● **Given task**:
Express the lines of the listing below, from the line containing "Please indicate the black" through the end of the listing, as a Markdown table with the columns Row and Line. Omit any blank lines.

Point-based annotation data
▬▬▬

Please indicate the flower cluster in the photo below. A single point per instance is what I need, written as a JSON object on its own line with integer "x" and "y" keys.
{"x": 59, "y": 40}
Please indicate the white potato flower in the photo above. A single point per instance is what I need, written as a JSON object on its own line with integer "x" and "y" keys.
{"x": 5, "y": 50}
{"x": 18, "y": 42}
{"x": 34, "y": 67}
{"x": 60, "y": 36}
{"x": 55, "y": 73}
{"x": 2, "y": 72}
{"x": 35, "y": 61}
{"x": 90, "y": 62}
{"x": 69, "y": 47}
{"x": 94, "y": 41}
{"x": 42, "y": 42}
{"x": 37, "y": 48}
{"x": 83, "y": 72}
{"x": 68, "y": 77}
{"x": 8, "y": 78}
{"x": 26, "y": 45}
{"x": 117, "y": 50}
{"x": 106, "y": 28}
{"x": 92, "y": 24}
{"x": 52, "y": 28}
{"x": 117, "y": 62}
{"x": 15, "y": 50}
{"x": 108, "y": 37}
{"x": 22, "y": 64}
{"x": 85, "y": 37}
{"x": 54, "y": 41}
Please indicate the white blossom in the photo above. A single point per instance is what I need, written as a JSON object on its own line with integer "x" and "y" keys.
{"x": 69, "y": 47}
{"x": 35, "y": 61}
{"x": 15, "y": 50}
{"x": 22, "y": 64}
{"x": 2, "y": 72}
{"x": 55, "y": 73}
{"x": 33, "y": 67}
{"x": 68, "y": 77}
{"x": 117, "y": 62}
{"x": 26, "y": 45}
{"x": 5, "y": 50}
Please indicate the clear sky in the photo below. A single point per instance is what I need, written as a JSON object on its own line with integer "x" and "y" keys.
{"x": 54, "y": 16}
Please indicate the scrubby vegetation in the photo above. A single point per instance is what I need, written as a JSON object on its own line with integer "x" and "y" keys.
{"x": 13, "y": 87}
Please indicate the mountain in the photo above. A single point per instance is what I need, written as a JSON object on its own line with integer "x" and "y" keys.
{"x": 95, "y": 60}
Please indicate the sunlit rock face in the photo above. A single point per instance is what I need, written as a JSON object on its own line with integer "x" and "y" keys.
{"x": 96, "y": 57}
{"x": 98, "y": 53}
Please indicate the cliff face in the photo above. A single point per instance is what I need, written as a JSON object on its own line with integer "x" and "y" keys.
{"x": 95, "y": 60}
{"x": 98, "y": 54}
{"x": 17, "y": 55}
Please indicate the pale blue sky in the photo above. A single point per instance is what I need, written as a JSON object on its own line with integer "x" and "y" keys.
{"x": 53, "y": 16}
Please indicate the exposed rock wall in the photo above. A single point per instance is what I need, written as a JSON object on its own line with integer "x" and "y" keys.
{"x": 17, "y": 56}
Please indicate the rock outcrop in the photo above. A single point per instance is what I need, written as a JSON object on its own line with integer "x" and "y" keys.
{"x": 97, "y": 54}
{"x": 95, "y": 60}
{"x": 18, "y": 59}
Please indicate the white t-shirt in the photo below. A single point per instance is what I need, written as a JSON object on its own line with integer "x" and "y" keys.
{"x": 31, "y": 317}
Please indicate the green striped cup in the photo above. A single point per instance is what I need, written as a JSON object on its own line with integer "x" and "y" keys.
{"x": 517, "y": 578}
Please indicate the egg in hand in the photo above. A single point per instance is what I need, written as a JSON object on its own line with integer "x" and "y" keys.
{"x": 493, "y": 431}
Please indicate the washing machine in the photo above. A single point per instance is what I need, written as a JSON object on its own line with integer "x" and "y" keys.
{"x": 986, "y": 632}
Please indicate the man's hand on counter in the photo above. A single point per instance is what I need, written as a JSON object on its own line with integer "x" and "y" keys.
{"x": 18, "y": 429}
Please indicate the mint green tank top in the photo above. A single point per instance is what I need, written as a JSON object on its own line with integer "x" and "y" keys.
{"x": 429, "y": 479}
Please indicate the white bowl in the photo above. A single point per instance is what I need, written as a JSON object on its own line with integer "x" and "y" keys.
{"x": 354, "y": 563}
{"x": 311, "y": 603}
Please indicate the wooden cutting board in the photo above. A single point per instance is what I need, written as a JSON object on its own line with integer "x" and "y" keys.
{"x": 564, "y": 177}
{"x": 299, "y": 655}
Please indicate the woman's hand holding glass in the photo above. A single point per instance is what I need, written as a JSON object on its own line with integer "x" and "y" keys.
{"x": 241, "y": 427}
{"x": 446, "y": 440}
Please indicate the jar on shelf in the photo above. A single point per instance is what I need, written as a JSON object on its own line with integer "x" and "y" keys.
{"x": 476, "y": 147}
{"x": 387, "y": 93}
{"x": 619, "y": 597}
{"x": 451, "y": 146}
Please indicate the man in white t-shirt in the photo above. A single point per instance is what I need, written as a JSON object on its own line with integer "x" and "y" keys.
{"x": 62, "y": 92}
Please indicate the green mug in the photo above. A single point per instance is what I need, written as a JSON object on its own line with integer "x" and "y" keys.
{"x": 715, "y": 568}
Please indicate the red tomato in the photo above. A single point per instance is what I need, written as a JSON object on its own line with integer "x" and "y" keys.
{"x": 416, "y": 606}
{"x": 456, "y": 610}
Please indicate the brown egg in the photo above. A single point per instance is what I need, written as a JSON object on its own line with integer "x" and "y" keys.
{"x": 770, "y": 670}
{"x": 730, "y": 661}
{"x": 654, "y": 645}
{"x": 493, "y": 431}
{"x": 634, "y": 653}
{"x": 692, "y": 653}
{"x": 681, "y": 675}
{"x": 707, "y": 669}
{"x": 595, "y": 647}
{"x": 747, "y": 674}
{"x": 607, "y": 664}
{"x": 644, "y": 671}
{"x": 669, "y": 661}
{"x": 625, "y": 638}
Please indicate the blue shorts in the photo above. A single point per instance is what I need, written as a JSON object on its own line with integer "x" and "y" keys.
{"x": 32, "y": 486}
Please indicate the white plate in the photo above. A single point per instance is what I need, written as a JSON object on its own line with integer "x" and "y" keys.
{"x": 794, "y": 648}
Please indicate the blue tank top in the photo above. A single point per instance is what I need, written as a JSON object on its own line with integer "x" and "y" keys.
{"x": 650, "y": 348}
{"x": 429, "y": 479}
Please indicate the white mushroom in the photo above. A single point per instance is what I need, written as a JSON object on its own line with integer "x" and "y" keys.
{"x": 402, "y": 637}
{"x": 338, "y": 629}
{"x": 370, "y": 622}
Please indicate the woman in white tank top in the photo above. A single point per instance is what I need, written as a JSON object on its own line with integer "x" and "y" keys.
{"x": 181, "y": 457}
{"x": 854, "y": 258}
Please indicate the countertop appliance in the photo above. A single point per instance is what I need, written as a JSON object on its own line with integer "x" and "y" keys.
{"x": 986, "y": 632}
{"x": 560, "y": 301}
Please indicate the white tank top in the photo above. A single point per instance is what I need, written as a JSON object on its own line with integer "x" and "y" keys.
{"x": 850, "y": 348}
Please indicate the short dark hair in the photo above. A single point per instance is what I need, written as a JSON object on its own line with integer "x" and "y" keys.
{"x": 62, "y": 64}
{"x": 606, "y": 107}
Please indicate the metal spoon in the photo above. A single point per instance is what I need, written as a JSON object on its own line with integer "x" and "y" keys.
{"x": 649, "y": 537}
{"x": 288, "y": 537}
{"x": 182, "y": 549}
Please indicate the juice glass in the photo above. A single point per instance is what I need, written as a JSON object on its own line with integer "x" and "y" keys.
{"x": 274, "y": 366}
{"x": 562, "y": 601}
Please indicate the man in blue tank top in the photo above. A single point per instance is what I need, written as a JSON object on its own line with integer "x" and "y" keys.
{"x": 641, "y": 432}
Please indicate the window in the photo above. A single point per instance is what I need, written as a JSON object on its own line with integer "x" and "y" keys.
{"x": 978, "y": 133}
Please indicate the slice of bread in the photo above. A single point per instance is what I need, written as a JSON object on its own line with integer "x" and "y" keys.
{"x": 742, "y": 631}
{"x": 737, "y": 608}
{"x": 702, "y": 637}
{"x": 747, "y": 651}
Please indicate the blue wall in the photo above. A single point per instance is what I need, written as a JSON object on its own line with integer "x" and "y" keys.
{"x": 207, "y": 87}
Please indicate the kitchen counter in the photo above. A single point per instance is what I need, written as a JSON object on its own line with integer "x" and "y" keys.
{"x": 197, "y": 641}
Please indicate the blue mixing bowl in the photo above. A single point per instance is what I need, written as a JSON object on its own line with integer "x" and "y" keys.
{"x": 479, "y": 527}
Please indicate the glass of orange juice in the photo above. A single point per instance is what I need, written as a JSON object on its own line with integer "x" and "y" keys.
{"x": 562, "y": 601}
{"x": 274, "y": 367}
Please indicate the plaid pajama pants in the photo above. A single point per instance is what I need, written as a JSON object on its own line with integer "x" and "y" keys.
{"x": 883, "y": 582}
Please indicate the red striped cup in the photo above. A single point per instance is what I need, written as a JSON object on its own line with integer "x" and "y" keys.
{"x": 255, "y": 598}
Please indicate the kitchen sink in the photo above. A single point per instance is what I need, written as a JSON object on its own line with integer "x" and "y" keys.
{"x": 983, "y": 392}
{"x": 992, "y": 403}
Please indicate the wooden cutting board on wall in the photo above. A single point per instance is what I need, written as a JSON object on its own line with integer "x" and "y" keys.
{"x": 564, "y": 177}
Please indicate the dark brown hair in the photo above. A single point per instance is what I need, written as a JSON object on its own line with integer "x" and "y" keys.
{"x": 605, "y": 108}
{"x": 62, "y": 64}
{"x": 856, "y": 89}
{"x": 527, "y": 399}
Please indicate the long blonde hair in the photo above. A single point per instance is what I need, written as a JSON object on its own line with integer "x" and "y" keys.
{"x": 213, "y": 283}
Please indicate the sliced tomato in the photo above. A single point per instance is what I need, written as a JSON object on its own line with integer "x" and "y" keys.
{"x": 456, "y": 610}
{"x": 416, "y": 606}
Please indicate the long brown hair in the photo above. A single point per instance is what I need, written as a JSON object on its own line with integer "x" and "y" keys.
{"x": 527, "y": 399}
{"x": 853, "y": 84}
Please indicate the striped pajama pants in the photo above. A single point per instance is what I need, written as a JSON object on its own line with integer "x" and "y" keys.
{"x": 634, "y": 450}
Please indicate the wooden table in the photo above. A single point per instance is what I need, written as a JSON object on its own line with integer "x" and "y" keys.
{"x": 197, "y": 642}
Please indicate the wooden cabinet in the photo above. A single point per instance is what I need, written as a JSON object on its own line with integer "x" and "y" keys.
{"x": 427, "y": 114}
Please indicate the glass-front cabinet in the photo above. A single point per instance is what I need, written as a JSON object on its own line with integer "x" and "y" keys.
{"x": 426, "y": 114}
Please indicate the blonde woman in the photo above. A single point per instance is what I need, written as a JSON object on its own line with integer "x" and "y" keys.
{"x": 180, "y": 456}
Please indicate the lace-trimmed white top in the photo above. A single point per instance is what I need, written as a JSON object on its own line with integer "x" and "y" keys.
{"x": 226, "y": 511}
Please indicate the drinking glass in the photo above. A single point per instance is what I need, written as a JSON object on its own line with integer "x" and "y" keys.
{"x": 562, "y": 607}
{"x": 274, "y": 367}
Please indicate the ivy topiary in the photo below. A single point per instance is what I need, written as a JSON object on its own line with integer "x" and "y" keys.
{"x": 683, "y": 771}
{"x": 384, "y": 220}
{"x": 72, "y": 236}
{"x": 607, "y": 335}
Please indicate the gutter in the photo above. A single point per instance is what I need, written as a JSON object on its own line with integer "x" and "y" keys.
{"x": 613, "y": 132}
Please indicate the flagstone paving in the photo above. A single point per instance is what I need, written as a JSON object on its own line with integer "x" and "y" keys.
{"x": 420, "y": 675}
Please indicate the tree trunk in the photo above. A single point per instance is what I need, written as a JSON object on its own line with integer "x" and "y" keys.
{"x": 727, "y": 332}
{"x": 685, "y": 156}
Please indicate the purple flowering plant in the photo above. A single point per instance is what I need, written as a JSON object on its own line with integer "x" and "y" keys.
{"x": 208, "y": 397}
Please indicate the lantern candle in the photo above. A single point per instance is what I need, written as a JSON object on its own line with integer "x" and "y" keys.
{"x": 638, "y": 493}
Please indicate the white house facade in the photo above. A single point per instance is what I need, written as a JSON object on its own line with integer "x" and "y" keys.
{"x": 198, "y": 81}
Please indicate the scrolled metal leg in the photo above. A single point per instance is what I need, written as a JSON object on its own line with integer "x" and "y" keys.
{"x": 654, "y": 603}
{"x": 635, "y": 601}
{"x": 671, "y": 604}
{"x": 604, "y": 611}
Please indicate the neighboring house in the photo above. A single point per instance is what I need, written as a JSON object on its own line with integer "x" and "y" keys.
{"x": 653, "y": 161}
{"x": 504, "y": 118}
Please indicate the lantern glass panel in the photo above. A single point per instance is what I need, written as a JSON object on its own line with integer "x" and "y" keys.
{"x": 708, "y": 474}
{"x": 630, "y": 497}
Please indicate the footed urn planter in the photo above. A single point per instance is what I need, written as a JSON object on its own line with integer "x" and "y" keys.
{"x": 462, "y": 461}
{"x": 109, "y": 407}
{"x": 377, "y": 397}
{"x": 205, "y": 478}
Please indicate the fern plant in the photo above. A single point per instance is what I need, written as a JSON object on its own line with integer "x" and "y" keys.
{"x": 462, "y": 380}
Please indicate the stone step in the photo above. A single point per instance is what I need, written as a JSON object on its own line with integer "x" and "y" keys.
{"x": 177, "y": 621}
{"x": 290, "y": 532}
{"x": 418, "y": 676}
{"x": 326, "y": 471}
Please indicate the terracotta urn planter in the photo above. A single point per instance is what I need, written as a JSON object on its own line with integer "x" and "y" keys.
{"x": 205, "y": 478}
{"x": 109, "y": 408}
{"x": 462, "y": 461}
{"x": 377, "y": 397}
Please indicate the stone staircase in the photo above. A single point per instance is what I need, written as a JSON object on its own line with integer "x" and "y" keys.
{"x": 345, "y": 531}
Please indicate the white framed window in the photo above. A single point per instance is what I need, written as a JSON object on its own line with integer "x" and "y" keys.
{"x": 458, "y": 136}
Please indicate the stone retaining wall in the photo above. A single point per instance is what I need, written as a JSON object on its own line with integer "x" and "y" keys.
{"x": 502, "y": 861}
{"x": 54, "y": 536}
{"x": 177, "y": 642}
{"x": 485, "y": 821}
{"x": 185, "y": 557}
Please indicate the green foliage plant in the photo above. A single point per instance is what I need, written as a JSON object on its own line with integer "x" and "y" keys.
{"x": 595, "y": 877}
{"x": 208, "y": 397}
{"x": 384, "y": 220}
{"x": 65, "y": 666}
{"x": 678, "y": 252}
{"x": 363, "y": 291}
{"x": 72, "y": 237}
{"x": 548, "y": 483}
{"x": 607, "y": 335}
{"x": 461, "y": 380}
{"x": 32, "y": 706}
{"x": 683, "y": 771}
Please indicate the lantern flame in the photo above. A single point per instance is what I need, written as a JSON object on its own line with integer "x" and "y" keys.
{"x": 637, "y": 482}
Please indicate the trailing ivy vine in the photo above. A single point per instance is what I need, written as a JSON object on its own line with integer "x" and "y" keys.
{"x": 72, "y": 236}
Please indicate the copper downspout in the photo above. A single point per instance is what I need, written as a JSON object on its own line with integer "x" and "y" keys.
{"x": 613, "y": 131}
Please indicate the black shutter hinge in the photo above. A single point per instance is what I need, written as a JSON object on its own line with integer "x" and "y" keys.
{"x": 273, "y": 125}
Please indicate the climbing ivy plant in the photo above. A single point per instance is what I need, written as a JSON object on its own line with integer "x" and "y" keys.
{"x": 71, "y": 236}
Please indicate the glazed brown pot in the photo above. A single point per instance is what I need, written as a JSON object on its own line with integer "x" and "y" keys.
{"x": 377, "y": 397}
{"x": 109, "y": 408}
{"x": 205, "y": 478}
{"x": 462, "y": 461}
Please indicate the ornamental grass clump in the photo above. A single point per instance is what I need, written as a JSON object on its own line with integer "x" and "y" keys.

▬▬▬

● **Correct result**:
| Row | Line |
|---|---|
| 1 | Please indicate the black shutter hinge in the photo above. A single point per instance is what I need, written as a JSON object on its own line with integer "x" and "y" keys. |
| 2 | {"x": 273, "y": 125} |
| 3 | Please indicate the climbing ivy plant in the photo above. A single point per instance is what I need, written as a JSON object on its own line with integer "x" and "y" keys. |
| 4 | {"x": 71, "y": 236} |
| 5 | Please indicate the glazed brown pot in the photo above. A single point per instance is what I need, written as a JSON object on its own line with integer "x" and "y" keys. |
| 6 | {"x": 377, "y": 397} |
| 7 | {"x": 109, "y": 408} |
| 8 | {"x": 205, "y": 478} |
| 9 | {"x": 462, "y": 461} |
| 10 | Please indicate the ornamental grass clump in the photo above. A single point per instance is what I need, written as a JSON object on its own line with integer "x" and "y" keys. |